-- begin Selected passage --
Example. Let ${\displaystyle X_{1},\dotsc ,X_{n}}$ (${\displaystyle n>1}$) be an independent random sample from ${\displaystyle {\mathcal {N}}(\mu ,\sigma ^{2})}$.

(a) Show that the single observation estimator ${\displaystyle X_{1}}$ is an unbiased estimator for ${\displaystyle \mu }$.

(b) Calculate the MSE of ${\displaystyle X_{1}}$ and ${\displaystyle {\overline {X}}}$ respectively.

(c) Which of ${\displaystyle X_{1}}$ and ${\displaystyle {\overline {X}}}$ is a better estimator of ${\displaystyle \mu }$ in terms of unbiasedness and efficiency?

Solution:

(a) Since ${\displaystyle \mathbb {E} [X_{1}]=\mu }$, the result follows.

(b) ${\displaystyle \operatorname {MSE} (X_{1})=\operatorname {Var} (X_{1})+0^{2}=\sigma ^{2}}$, and ${\displaystyle \operatorname {MSE} ({\overline {X}})=\operatorname {Var} ({\overline {X}})={\frac {1}{n^{2}}}\sum _{i=1}^{n}\operatorname {Var} (X_{i})={\frac {n\sigma ^{2}}{n^{2}}}={\frac {\sigma ^{2}}{n}}}$.

(c) Since ${\displaystyle \operatorname {MSE} ({\overline {X}})<\operatorname {MSE} (X_{1})\Leftrightarrow \operatorname {Var} ({\overline {X}})<\operatorname {Var} (X_{1})}$, ${\displaystyle {\overline {X}}}$ is relatively more efficient than ${\displaystyle X_{1}}$. Since both ${\displaystyle X_{1}}$ and ${\displaystyle {\overline {X}}}$ are unbiased estimators of ${\displaystyle \mu }$, we conclude that ${\displaystyle {\overline {X}}}$ is a better estimator of ${\displaystyle \mu }$ in terms of unbiasedness and efficiency.

Exercise. In addition to the random sample with sample size ${\displaystyle n}$ in the example, suppose we take another random sample with sample size ${\displaystyle m}$. Let ${\displaystyle {\overline {X}}^{(n)}}$ and ${\displaystyle {\overline {X}}^{(m)}}$ denote the sample mean for the sample with sample size ${\displaystyle n}$ and ${\displaystyle m}$ respectively.

(a) Calculate ${\displaystyle \operatorname {Eff} \left({\overline {X}}^{(n)},{\overline {X}}^{(m)}\right)}$.

(b) State the condition on the sample sizes ${\displaystyle m}$ and ${\displaystyle n}$ under which ${\displaystyle {\overline {X}}^{(m)}}$ is relatively more efficient than ${\displaystyle {\overline {X}}^{(n)}}$.
-- end Selected passage --
-- begin Record excerpts --
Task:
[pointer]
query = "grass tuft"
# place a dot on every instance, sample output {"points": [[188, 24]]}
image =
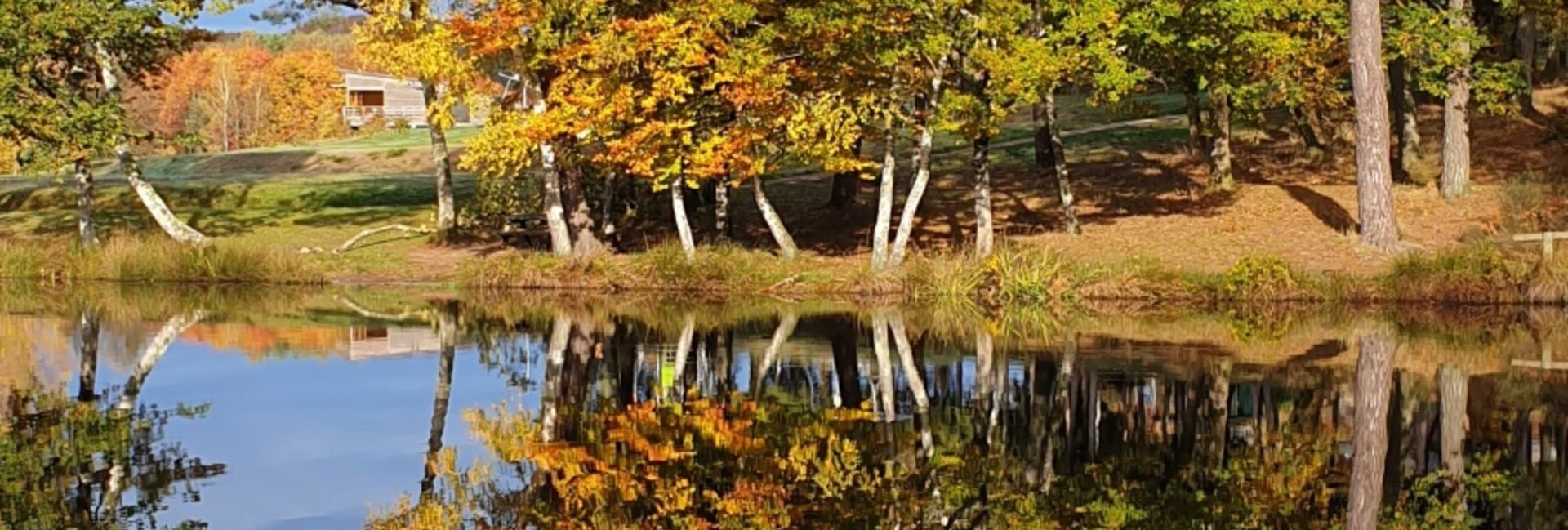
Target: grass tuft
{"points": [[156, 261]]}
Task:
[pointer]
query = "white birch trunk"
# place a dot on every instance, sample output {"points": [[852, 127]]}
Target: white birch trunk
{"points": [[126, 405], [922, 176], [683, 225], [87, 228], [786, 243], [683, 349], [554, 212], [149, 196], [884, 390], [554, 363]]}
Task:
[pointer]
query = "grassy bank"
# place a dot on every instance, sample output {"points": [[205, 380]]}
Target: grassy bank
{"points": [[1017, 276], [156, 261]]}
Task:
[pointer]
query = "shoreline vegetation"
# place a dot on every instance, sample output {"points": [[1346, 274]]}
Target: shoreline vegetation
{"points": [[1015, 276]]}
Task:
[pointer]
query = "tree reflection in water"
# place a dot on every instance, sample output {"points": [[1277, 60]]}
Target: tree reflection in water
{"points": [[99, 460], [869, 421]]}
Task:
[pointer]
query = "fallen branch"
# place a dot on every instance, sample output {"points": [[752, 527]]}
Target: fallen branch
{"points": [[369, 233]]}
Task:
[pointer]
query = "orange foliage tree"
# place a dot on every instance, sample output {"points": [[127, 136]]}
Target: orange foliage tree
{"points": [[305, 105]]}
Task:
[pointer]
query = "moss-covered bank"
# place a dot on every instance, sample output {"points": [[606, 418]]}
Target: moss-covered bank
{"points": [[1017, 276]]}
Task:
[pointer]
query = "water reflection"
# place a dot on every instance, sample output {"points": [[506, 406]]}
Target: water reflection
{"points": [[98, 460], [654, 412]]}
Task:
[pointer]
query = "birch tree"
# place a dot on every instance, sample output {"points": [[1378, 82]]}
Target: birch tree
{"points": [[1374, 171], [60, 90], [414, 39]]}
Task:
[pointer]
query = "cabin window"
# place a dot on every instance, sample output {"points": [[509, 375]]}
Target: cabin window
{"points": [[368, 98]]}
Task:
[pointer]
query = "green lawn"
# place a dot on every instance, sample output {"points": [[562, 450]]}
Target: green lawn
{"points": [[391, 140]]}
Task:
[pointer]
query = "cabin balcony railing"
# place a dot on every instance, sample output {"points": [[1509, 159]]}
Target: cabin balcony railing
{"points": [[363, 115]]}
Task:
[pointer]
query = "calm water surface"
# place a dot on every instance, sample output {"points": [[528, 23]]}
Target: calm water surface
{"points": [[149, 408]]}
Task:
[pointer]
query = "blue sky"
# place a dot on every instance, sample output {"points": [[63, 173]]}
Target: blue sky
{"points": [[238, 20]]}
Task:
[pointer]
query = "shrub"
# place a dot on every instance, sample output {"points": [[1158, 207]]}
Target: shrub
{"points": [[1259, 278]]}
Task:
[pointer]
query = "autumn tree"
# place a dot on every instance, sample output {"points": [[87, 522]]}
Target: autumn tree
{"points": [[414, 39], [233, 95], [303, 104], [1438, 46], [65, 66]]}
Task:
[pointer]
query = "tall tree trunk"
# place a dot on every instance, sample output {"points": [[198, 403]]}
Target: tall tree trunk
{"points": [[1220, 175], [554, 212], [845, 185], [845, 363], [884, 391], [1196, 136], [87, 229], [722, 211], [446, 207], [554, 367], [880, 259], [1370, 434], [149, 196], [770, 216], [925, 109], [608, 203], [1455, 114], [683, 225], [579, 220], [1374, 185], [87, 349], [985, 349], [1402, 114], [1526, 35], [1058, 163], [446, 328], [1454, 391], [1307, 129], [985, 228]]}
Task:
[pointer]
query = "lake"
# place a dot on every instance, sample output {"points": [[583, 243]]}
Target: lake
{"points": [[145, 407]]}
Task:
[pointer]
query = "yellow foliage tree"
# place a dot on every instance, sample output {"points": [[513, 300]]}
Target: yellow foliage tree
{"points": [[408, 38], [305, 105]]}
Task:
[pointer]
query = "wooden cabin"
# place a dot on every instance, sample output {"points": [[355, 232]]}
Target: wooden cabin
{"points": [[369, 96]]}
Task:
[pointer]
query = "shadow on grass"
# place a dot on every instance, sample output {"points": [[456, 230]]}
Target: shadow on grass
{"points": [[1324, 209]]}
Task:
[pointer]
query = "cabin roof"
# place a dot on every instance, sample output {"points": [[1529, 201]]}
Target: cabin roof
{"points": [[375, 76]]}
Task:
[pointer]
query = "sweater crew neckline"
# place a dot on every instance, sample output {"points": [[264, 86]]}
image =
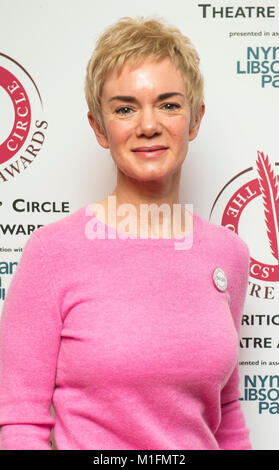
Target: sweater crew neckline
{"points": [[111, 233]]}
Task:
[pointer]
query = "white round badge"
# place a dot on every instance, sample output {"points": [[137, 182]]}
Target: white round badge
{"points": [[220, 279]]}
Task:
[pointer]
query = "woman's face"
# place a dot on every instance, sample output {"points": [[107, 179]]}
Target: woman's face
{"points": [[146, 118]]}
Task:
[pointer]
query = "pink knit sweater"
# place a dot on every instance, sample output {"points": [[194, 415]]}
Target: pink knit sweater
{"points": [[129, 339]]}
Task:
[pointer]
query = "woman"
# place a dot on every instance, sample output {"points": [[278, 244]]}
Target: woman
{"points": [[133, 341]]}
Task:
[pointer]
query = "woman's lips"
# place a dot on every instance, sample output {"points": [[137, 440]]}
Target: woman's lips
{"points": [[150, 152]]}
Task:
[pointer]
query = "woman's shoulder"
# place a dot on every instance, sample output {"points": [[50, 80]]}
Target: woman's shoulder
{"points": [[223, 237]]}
-- end Record excerpts --
● What you need to do
a - In the estimator example, what condition is placed on n?
b - In the estimator example, rewrite the passage that begins at the words "(c) Which of" and stops after "the result follows.", with "efficiency" changed to "precision".

● Task-by-task solutions
a - n > 1

b -
(c) Which of ${\displaystyle X_{1}}$ and ${\displaystyle {\overline {X}}}$ is a better estimator of ${\displaystyle \mu }$ in terms of unbiasedness and precision?

Solution:

(a) Since ${\displaystyle \mathbb {E} [X_{1}]=\mu }$, the result follows.